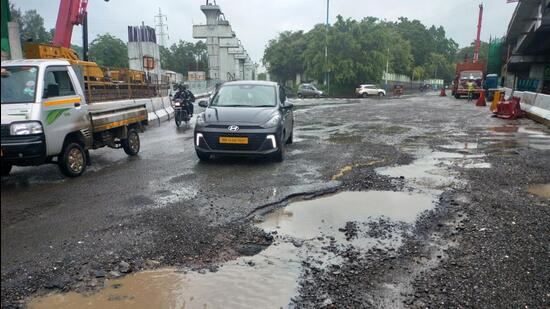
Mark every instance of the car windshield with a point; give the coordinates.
(19, 84)
(245, 96)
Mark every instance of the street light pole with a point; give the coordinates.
(387, 69)
(327, 77)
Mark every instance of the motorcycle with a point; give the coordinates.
(181, 114)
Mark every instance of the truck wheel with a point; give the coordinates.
(72, 162)
(178, 119)
(131, 144)
(6, 169)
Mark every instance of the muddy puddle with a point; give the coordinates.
(515, 136)
(435, 170)
(540, 190)
(304, 231)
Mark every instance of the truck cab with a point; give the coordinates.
(45, 117)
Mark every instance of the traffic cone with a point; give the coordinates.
(481, 100)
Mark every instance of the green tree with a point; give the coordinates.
(359, 51)
(107, 50)
(276, 55)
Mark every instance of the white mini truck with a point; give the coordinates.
(46, 119)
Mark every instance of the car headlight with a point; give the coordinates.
(273, 122)
(26, 128)
(200, 121)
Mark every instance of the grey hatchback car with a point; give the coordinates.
(245, 118)
(309, 90)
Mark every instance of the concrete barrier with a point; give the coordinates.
(167, 103)
(159, 109)
(542, 101)
(536, 105)
(151, 115)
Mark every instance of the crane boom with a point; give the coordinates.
(71, 13)
(478, 42)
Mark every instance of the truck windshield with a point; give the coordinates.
(19, 84)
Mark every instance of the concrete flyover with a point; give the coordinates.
(227, 58)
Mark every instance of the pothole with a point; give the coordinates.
(305, 232)
(540, 190)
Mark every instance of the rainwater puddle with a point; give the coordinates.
(304, 231)
(433, 170)
(540, 190)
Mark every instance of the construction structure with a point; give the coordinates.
(527, 48)
(144, 52)
(227, 58)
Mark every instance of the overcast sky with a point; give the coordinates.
(257, 21)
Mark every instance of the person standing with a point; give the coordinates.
(471, 87)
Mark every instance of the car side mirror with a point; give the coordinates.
(51, 91)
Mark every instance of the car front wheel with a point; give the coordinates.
(279, 156)
(6, 169)
(203, 156)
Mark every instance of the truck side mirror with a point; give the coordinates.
(51, 91)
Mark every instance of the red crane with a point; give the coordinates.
(71, 13)
(478, 42)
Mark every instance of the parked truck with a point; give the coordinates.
(465, 72)
(46, 118)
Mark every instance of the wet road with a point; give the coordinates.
(164, 205)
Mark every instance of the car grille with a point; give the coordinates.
(222, 126)
(5, 130)
(255, 141)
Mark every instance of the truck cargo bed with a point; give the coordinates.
(108, 115)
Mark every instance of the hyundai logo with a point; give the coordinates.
(233, 128)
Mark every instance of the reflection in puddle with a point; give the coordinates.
(515, 136)
(304, 230)
(433, 170)
(540, 190)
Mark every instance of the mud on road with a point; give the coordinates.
(413, 202)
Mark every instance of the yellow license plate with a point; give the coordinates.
(233, 140)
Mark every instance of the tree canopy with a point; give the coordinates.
(359, 50)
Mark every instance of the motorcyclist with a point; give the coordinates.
(186, 97)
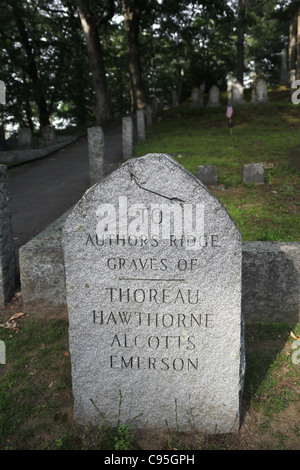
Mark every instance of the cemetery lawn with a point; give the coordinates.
(261, 134)
(36, 403)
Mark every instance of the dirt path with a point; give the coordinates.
(42, 190)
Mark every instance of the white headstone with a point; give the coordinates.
(2, 92)
(7, 249)
(261, 91)
(49, 135)
(153, 276)
(149, 115)
(214, 96)
(140, 121)
(196, 98)
(253, 173)
(127, 137)
(237, 94)
(24, 138)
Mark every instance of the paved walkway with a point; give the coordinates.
(43, 190)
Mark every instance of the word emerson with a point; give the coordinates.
(188, 241)
(162, 296)
(176, 364)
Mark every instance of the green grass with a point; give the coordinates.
(36, 405)
(261, 134)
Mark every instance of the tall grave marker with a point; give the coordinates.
(7, 250)
(153, 276)
(96, 145)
------------
INSTRUCTIONS TO FOLLOW: Write out the records above exactly as they appear, leaving out any pictures.

CORRECT RESPONSE:
Mark every instance of the car windshield with a point; give the coordinates.
(19, 84)
(245, 96)
Mark every instance of the street light pole with a point; give the coordinates.
(387, 69)
(327, 77)
Mark every instance of the motorcycle with a point; give the coordinates.
(181, 114)
Mark every instance of the truck wheel with a point; give the coordinates.
(72, 162)
(178, 119)
(131, 144)
(6, 169)
Mark every instance of the muddy puddle with a point; give the coordinates.
(515, 136)
(435, 170)
(540, 190)
(304, 231)
Mark every instance of the truck cab with a point; give the coordinates.
(45, 117)
Mark every instance of the traffic cone with a point; give the coordinates.
(481, 100)
Mark every instance of the green tree with a point; give the coordinates.
(359, 51)
(107, 50)
(276, 55)
Mark every instance of the white mini truck with a point; give the coordinates.
(46, 119)
Mark every instance of the car headlight with a point; give the coordinates.
(273, 122)
(26, 128)
(200, 121)
Mark every instance of the grey hatchback car with a point; give the coordinates.
(245, 118)
(309, 90)
Mark every instance of the concrete barrier with a point; give the coordinates.
(167, 103)
(159, 109)
(542, 101)
(536, 105)
(151, 115)
Mark every instance of the crane boom with a point; give the coordinates.
(71, 13)
(478, 42)
Mark every instance of the truck windshield with a point; give the coordinates.
(19, 84)
Mark every instance of the concrete flyover with a point; give the coordinates.
(227, 58)
Mark every instance of the pothole with a point; give the coordinates.
(305, 232)
(540, 190)
Mark every instance of the rainwater puddle with a point; give the coordinates.
(304, 231)
(433, 170)
(540, 190)
Mark every instance of the construction structure with a point; give the coordinates.
(527, 48)
(144, 52)
(227, 58)
Mark every instance of the overcast sky with a point; give the coordinates.
(257, 21)
Mark every instance of the person standing with a point; give the coordinates.
(471, 87)
Mark every instance of the car side mirror with a point; give the coordinates.
(51, 91)
Mark every instance of the car front wheel with a point; give the coordinates.
(279, 156)
(6, 169)
(203, 156)
Mark every instance of the truck side mirror with a point; give the coordinates.
(51, 91)
Mark every instance of the red crane with a point; give the coordinates.
(71, 13)
(478, 42)
Mark every instance of the parked truck with a point; give the coordinates.
(465, 72)
(46, 118)
Mark every instance of the wet road with a point; give the coordinates.
(164, 205)
Mark every instance of the car grille with a point; give the coordinates.
(222, 126)
(5, 130)
(255, 141)
Mark every instance of the truck cargo bed with a point; give the coordinates.
(108, 115)
Mark every instance of the hyundai logo with a point; give the coordinates.
(233, 128)
Mark every instance of the reflection in puddle with a point; give the coordinates.
(515, 136)
(304, 230)
(433, 170)
(540, 190)
Mark every instance of the mud on road with a point; give the coordinates.
(413, 202)
Mark every instance of the yellow license plate with a point; give the coordinates.
(233, 140)
Mark every instance of the tree canopy with a point; give the coordinates.
(359, 50)
Mark every instance of the motorcyclist with a point; give the coordinates.
(186, 97)
Mark every instance of the cemetery lawn with a point; give the coordinates.
(261, 134)
(36, 403)
Mark every instance of the dirt path with a point; give the coordinates.
(42, 190)
Mark every instance of the white headstone with a point; give the coordinates.
(2, 92)
(7, 249)
(261, 91)
(49, 135)
(153, 276)
(149, 115)
(214, 96)
(140, 121)
(196, 98)
(253, 173)
(127, 137)
(237, 94)
(24, 138)
Mark every instance of the paved walkway with a point; give the coordinates.
(43, 190)
Mark every instance of the word emerson with a point; give the coordinates.
(188, 241)
(162, 296)
(176, 364)
Mark every instance of the green grass with a point; give the coordinates.
(36, 405)
(261, 134)
Mark every instance of the tall grave marker with a point; give the coordinates.
(7, 250)
(153, 276)
(96, 145)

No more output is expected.